WORK ORDER: Each record, exactly as written, should be printed again.

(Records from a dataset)
[Start of Attachment]

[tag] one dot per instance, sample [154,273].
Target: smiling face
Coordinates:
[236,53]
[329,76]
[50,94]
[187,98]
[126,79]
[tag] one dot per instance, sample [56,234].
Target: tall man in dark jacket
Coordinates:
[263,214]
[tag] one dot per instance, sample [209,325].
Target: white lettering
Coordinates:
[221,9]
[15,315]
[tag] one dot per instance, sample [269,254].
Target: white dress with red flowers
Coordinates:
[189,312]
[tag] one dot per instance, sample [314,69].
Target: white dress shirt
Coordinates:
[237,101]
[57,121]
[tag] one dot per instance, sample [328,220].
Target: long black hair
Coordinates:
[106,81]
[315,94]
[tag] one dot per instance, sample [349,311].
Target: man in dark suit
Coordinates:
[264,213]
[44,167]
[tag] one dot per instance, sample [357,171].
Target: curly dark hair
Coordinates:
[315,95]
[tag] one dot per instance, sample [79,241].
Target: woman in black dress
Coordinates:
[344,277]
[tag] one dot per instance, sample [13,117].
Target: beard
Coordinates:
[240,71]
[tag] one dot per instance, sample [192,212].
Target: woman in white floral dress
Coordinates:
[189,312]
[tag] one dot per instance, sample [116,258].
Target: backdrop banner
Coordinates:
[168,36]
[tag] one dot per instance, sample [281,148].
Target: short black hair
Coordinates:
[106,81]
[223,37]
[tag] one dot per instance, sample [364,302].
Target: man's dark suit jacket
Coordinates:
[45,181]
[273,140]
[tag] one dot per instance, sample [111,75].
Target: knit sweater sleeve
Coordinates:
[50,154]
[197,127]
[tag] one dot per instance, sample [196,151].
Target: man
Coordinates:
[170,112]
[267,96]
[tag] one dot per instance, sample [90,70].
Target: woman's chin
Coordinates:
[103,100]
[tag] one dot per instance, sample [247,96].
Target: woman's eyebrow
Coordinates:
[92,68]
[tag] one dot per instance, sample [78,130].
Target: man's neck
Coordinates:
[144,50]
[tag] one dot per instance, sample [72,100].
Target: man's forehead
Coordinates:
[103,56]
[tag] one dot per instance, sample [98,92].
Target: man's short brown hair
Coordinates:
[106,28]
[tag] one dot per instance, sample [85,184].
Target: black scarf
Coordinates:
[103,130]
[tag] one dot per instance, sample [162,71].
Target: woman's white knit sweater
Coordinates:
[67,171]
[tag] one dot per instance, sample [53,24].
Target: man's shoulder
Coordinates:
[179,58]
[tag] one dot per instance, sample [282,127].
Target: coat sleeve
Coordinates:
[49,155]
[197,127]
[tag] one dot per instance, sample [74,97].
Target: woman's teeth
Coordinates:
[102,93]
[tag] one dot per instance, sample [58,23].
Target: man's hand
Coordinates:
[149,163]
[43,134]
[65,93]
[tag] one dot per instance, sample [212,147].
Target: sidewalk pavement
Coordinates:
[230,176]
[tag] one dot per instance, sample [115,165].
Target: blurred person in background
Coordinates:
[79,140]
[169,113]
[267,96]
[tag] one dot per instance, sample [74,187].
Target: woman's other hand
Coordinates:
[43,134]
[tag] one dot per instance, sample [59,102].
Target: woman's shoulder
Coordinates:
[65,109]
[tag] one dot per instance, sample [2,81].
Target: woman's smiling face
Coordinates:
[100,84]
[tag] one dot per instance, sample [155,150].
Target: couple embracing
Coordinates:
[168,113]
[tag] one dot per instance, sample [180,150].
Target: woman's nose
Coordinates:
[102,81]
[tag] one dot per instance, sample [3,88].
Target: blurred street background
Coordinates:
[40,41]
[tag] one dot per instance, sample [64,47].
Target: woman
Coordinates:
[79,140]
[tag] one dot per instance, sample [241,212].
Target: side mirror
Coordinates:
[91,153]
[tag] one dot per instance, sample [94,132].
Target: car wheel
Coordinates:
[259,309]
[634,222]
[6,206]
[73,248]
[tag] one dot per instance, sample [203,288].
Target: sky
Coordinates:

[End of Attachment]

EXERCISE RESULT:
[tag] one dot per instance, sample [154,273].
Target: smiling face
Coordinates:
[236,53]
[329,76]
[50,94]
[187,98]
[126,79]
[tag] one dot per instance, sample [56,234].
Target: tall man in dark jacket
Coordinates:
[263,214]
[tag] one dot per instance, sample [209,325].
Target: white lettering
Coordinates:
[221,9]
[15,315]
[tag] one dot per instance, sample [269,254].
Target: white dress with red flowers
Coordinates:
[189,312]
[tag] one dot per instance, sample [314,69].
Target: white dress shirt
Coordinates:
[237,101]
[57,121]
[tag] one dot per instance, sample [328,220].
Target: long black hair
Coordinates:
[106,81]
[315,94]
[tag] one dot per instance, sample [349,311].
Target: man in dark suit
Coordinates:
[264,213]
[44,167]
[tag] one dot per instance, sample [357,171].
Target: curly dark hair
Coordinates:
[315,95]
[tag] one dot per instance, sample [79,241].
Target: woman in black dress
Coordinates:
[344,277]
[tag] one dot per instance, sample [13,117].
Target: beard
Coordinates:
[240,71]
[tag] one dot per instance, sample [192,212].
Target: woman in white floral dress
Coordinates:
[189,312]
[tag] one dot per instance, sample [116,258].
Target: backdrop banner
Coordinates:
[168,36]
[tag] one dot per instance, sample [281,148].
Target: short black hair
Coordinates:
[106,81]
[223,37]
[tag] one dot per instance, sample [364,302].
Target: man's dark suit jacket
Coordinates:
[45,181]
[273,140]
[tag] one dot per instance, sample [111,75].
Target: knit sweater sleeve
Coordinates:
[50,154]
[197,127]
[tag] one dot per instance, sample [196,151].
Target: man
Coordinates:
[170,112]
[267,96]
[tag] one dot per instance, sample [90,70].
Target: woman's chin
Coordinates:
[103,100]
[tag] one dot per instance, sample [247,96].
Target: woman's eyebrow
Coordinates:
[92,68]
[tag] one dot per instance, sample [78,130].
Target: man's neck
Coordinates:
[144,50]
[tag] one dot per instance, sample [72,100].
Target: man's forehead
Coordinates:
[103,56]
[tag] one dot per instance, sample [98,92].
Target: man's short brown hair
Coordinates:
[106,28]
[tag] one dot per instance, sample [85,184].
Target: black scarf
Coordinates:
[103,130]
[tag] one dot per instance, sample [162,71].
Target: woman's white knit sweater
Coordinates:
[67,171]
[tag] one dot per instance, sample [53,24].
Target: man's shoulder
Coordinates:
[179,58]
[tag] one dot per instance, sample [282,127].
Target: coat sleeve
Coordinates:
[49,155]
[197,127]
[tag] one dot per instance, sample [74,97].
Target: woman's teeth
Coordinates:
[102,93]
[tag] one dot per instance, sample [58,23].
Target: man's hand
Coordinates:
[149,163]
[43,134]
[65,93]
[tag] one dot per instance, sample [212,147].
Target: sidewalk pavement
Coordinates:
[230,176]
[tag] one dot per instance, sample [115,165].
Target: blurred person in background
Coordinates:
[79,140]
[169,113]
[267,96]
[tag] one dot per instance, sample [74,187].
Target: woman's other hand
Coordinates:
[43,134]
[tag] one dot per instance, sample [59,102].
Target: woman's shoulder
Coordinates:
[65,109]
[tag] one dot per instance, sample [2,81].
Target: woman's smiling face
Coordinates:
[100,84]
[tag] one dot per instance, sample [155,150].
Target: couple embracing
Coordinates:
[168,113]
[tag] one dot per instance, sample [180,150].
Target: woman's nose
Coordinates:
[102,81]
[tag] one dot per instance, sample [3,88].
Target: blurred street background
Coordinates:
[40,41]
[tag] one dot per instance, sample [64,47].
Target: woman
Coordinates:
[79,140]
[tag] one dot per instance, sample [241,212].
Target: side mirror
Coordinates:
[91,153]
[tag] one dot per instance, sample [94,132].
Target: car wheel
Coordinates:
[259,309]
[634,222]
[6,206]
[73,248]
[tag] one dot per instance, sample [203,288].
Target: sky
Coordinates:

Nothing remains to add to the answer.